(DOCUMENT EXTRACT)

════

Indeed, this “revolution” is an origin story that many in the scientific community take for granted. According to the all-too-popular narrative of some contemporary “science communicators,” the emergence of the empirical scientific method in the sixteenth and seventeenth centuries dispelled forever the “ignorance” and “superstition” of the Catholic Middle Ages, leading to an era of enlightened progress.
But, in fact, this persistent modern myth that “before Copernicus nothing of any significance to science took place at all” is being challenged by the latest scholarship.
The accomplishments of the Medieval natural philosophers (among whom were many Catholic priests and monks) are becoming more widely recognized and appreciated by historians. And yet, many scientists, especially in the secular West, continue to subscribe to scientism.

════

Reproduce the passage on the myth of a medieval scientific void between "But, in fact, this" and "the latest scholarship.", inclusive. The data that follows is not needed for this task.

(DATA)

════

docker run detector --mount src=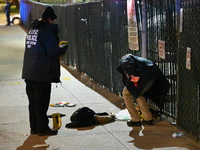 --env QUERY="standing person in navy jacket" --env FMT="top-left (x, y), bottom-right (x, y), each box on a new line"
top-left (4, 0), bottom-right (11, 26)
top-left (117, 54), bottom-right (169, 126)
top-left (22, 7), bottom-right (67, 136)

════

(IN RESPONSE)
But, in fact, this persistent modern myth that “before Copernicus nothing of any significance to science took place at all” is being challenged by the latest scholarship.